┏━━

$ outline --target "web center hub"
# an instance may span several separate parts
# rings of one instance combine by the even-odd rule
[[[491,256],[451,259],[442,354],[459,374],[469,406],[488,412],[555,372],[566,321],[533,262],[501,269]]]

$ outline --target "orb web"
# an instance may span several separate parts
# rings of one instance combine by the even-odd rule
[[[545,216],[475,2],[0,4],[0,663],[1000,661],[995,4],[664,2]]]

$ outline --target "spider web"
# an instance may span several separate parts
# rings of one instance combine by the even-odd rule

┗━━

Problem
Each entry above must be set down again without alteration.

Answer to the exercise
$ outline --target "web center hub"
# an instance may span several separate parts
# rings of one instance combine by the even-odd rule
[[[491,256],[451,259],[442,354],[459,374],[469,406],[488,412],[555,372],[566,321],[533,262],[501,269]]]

$ outline --target "orb web"
# an instance may span several separate parts
# rings of one instance combine by the even-odd rule
[[[545,216],[475,2],[0,4],[0,663],[1000,661],[995,4],[664,2]]]

$ outline --target "spider web"
# an instance may span several separate parts
# rings of one instance combine by the even-odd rule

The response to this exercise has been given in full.